### [Objective]
Reproduce every line of the records below word for word, leaving out the pictures.
┏━━
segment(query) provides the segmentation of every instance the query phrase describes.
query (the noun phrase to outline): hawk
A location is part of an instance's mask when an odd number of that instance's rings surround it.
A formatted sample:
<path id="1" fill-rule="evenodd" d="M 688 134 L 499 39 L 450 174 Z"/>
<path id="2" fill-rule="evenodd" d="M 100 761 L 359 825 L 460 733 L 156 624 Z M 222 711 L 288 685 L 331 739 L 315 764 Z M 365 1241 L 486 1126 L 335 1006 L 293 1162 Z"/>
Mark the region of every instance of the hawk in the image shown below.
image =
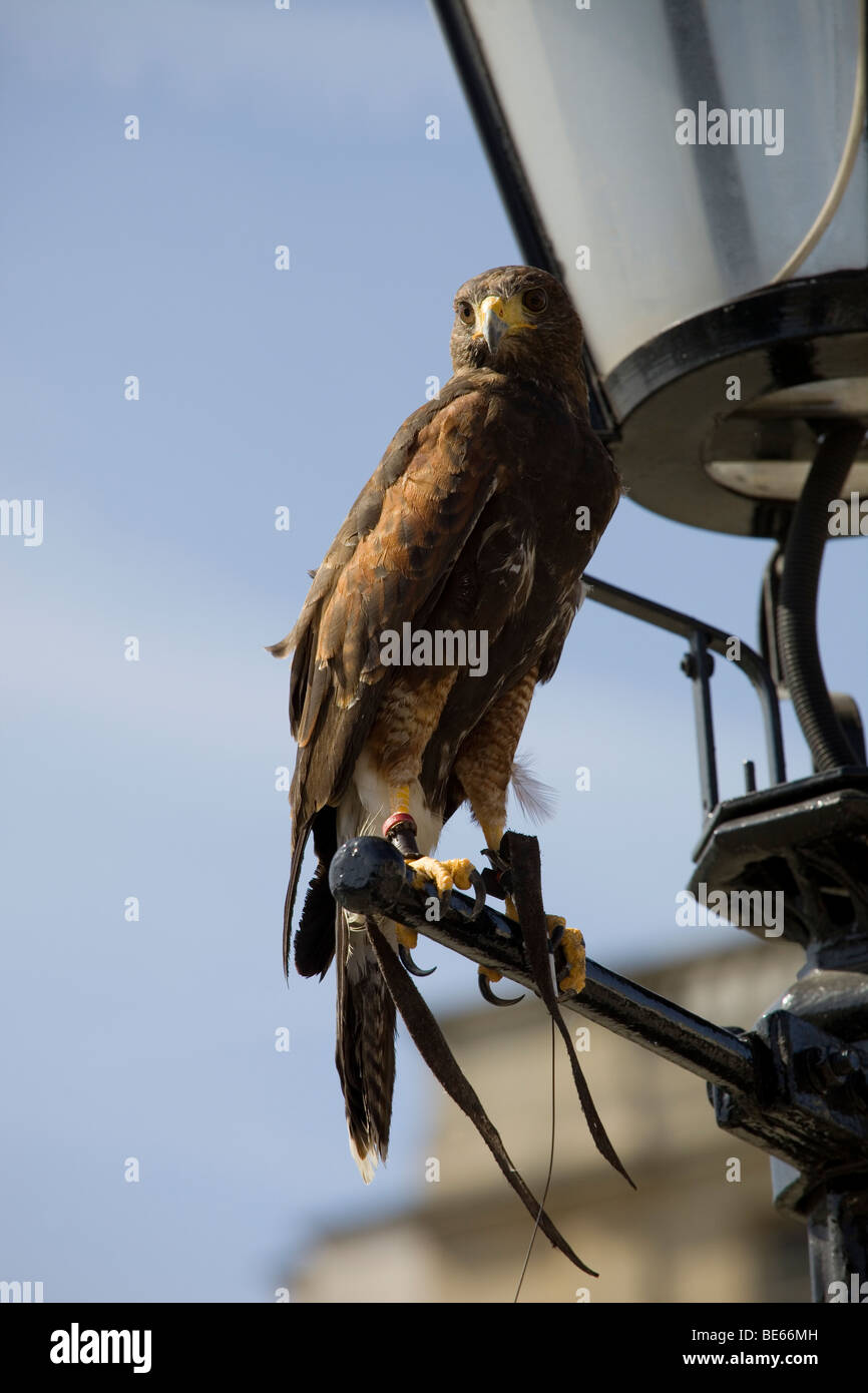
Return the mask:
<path id="1" fill-rule="evenodd" d="M 365 917 L 332 897 L 329 864 L 351 837 L 383 834 L 440 896 L 470 886 L 470 861 L 433 859 L 440 829 L 470 804 L 500 847 L 534 690 L 557 667 L 620 496 L 588 417 L 581 322 L 553 276 L 499 266 L 468 280 L 450 350 L 453 376 L 398 429 L 311 573 L 298 623 L 269 649 L 294 652 L 284 971 L 312 836 L 295 965 L 322 979 L 336 958 L 336 1063 L 365 1181 L 389 1148 L 396 1007 Z M 392 947 L 414 942 L 376 928 Z"/>

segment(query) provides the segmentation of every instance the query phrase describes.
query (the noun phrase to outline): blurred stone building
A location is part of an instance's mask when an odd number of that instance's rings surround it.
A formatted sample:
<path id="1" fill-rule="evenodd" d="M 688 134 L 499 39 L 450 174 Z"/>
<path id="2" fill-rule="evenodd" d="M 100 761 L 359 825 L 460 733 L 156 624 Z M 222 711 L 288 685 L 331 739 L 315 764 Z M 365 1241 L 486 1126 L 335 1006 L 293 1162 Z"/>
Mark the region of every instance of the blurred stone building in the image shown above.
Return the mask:
<path id="1" fill-rule="evenodd" d="M 645 971 L 641 981 L 718 1024 L 747 1028 L 803 961 L 783 940 L 748 940 Z M 580 1059 L 638 1191 L 596 1153 L 557 1041 L 546 1208 L 600 1277 L 584 1277 L 538 1234 L 521 1300 L 809 1301 L 805 1229 L 772 1208 L 768 1156 L 718 1130 L 701 1080 L 575 1013 L 566 1020 L 589 1032 Z M 552 1036 L 542 1004 L 483 1006 L 442 1024 L 514 1165 L 541 1195 L 552 1103 Z M 290 1277 L 294 1301 L 358 1301 L 359 1272 L 376 1272 L 376 1297 L 366 1283 L 366 1300 L 513 1300 L 532 1220 L 433 1080 L 424 1159 L 419 1174 L 439 1178 L 421 1180 L 415 1202 L 387 1222 L 323 1234 Z M 737 1173 L 738 1180 L 727 1178 Z"/>

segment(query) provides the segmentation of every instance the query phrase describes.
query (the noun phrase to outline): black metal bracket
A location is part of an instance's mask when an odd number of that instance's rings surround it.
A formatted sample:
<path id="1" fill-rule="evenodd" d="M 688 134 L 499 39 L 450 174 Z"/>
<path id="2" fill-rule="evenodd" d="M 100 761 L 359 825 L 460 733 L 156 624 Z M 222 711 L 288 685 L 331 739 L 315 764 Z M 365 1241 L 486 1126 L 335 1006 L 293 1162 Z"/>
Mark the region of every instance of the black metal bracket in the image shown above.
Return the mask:
<path id="1" fill-rule="evenodd" d="M 750 680 L 762 710 L 765 730 L 766 756 L 769 763 L 769 781 L 780 784 L 786 781 L 786 762 L 783 754 L 783 734 L 780 730 L 780 706 L 777 691 L 772 681 L 768 663 L 748 644 L 738 639 L 738 656 L 731 655 L 734 634 L 726 634 L 713 624 L 684 614 L 681 610 L 658 605 L 644 595 L 634 595 L 633 591 L 623 591 L 607 581 L 598 581 L 594 575 L 585 575 L 588 599 L 605 605 L 607 609 L 630 614 L 655 628 L 663 628 L 669 634 L 679 634 L 690 644 L 690 652 L 681 662 L 681 671 L 694 684 L 694 716 L 697 724 L 697 747 L 699 754 L 699 787 L 702 793 L 702 812 L 709 818 L 718 807 L 718 761 L 715 755 L 715 726 L 711 701 L 711 674 L 713 670 L 712 653 L 719 653 L 734 667 L 738 667 Z"/>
┗━━
### [Correct response]
segment(query) provides the segmentation of every instance the query phrase describes.
query (the noun phrase to outline): hawk
A location is part of an instance's mask when an odd number of that instance's rings surround it.
A formatted sample:
<path id="1" fill-rule="evenodd" d="M 688 134 L 499 39 L 450 174 Z"/>
<path id="2" fill-rule="evenodd" d="M 100 761 L 359 825 L 460 733 L 156 624 Z M 222 711 L 288 685 L 331 739 L 315 764 Z M 365 1241 L 486 1126 L 335 1006 L 293 1162 Z"/>
Mark the region of every instance of the hawk in the image shown below.
image =
Return the mask:
<path id="1" fill-rule="evenodd" d="M 365 917 L 332 897 L 329 864 L 351 837 L 383 834 L 440 896 L 470 886 L 470 861 L 433 859 L 440 829 L 470 804 L 500 847 L 534 690 L 557 667 L 620 496 L 588 417 L 581 322 L 553 276 L 499 266 L 468 280 L 450 350 L 453 376 L 398 429 L 311 573 L 298 623 L 269 649 L 294 652 L 284 971 L 312 836 L 295 965 L 322 979 L 336 958 L 336 1063 L 365 1181 L 389 1148 L 396 1007 Z M 392 947 L 414 942 L 376 928 Z"/>

segment(query) provides the segmentation of every instance the query phrase describes.
query (the noun phrase to outline): blurred stone building
A location is part of an instance's mask when an odd number of that instance's rings surround it.
A formatted sample:
<path id="1" fill-rule="evenodd" d="M 688 134 L 499 39 L 450 174 Z"/>
<path id="2" fill-rule="evenodd" d="M 100 761 L 359 825 L 460 733 L 156 624 Z M 222 711 L 288 685 L 331 739 L 315 764 Z M 365 1241 L 486 1126 L 335 1006 L 293 1162 Z"/>
Mark the region of every instance of the blurred stone building in the image shown above.
Return the mask:
<path id="1" fill-rule="evenodd" d="M 645 971 L 641 981 L 718 1024 L 747 1028 L 803 961 L 783 940 L 748 940 Z M 580 1059 L 638 1191 L 596 1153 L 557 1041 L 546 1208 L 600 1277 L 584 1277 L 538 1234 L 521 1300 L 809 1301 L 805 1229 L 772 1208 L 768 1156 L 718 1130 L 701 1080 L 575 1013 L 566 1020 L 589 1032 Z M 552 1036 L 542 1004 L 483 1006 L 442 1024 L 514 1165 L 541 1195 L 552 1103 Z M 290 1277 L 294 1301 L 358 1301 L 359 1272 L 376 1272 L 376 1297 L 366 1283 L 366 1300 L 513 1300 L 532 1220 L 433 1080 L 424 1159 L 419 1174 L 439 1178 L 421 1180 L 415 1202 L 387 1222 L 323 1234 Z M 737 1173 L 738 1180 L 727 1178 Z"/>

segment(query) provides the segmentation of every instance the query phrase describes.
query (the noun phrase to outline): black metal bracket
A location is part of an instance's mask when an odd number of that instance's rings surround it.
A formatted sample:
<path id="1" fill-rule="evenodd" d="M 688 134 L 499 39 L 450 174 Z"/>
<path id="2" fill-rule="evenodd" d="M 100 761 L 359 825 L 460 733 L 156 624 Z M 222 711 L 288 685 L 331 739 L 315 764 Z M 365 1241 L 486 1126 L 335 1006 L 293 1162 Z"/>
Mark the region of every instance of the black metal bracket in the image shown above.
Return the mask:
<path id="1" fill-rule="evenodd" d="M 750 680 L 762 710 L 765 730 L 766 756 L 769 763 L 769 781 L 780 784 L 786 781 L 786 762 L 783 754 L 783 734 L 780 730 L 780 706 L 777 691 L 772 681 L 768 663 L 748 644 L 738 639 L 738 656 L 731 655 L 734 634 L 726 634 L 713 624 L 684 614 L 681 610 L 658 605 L 644 595 L 634 595 L 633 591 L 623 591 L 607 581 L 598 581 L 594 575 L 585 575 L 588 599 L 605 605 L 607 609 L 630 614 L 655 628 L 663 628 L 669 634 L 679 634 L 690 644 L 690 652 L 681 662 L 681 671 L 694 684 L 694 716 L 697 724 L 697 747 L 699 754 L 699 787 L 702 793 L 702 812 L 709 818 L 718 807 L 718 761 L 715 755 L 715 726 L 711 701 L 711 674 L 713 670 L 712 653 L 719 653 L 734 667 L 738 667 Z"/>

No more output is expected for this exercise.